EXERCISE REQUIREMENTS —
List every line in the records below that contains the word "dark", copying each line in full.

SUPPLIED MATERIAL —
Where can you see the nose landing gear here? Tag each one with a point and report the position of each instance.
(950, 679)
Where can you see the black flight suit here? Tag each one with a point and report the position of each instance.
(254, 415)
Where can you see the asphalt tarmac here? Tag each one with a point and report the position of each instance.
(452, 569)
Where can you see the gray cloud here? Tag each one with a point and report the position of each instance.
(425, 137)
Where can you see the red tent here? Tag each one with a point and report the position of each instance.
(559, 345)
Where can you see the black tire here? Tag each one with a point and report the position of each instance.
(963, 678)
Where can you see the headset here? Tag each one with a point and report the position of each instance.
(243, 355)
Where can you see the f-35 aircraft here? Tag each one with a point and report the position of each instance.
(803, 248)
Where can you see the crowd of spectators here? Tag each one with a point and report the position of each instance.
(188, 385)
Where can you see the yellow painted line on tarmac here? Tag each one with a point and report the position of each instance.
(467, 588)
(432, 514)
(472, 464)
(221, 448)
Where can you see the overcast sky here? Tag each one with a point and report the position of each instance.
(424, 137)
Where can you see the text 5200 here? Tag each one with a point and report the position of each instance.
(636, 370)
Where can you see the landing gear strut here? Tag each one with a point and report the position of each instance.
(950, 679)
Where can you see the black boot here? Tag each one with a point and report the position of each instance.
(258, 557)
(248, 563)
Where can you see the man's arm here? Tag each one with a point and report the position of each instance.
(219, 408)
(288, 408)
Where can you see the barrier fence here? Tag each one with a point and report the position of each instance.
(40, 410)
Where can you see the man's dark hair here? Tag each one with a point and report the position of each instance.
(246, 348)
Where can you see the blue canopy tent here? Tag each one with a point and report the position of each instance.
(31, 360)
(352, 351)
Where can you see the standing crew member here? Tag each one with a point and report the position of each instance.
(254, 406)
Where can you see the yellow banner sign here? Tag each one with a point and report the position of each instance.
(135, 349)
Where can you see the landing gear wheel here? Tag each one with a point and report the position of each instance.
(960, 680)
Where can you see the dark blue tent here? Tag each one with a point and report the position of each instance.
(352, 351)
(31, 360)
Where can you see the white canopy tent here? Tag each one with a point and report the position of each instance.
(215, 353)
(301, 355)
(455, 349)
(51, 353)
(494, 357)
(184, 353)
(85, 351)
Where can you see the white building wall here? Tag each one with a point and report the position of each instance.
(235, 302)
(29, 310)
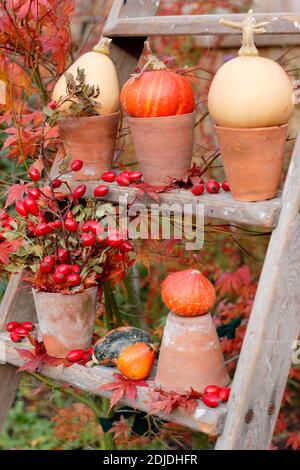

RESPONSE TO THIS EXERCISE —
Where can you see the man's dark hair here? Tag each one with a point and report the position of each instance.
Where can you see the dark blue tent here? Tag each one with a point and report the position of each instance.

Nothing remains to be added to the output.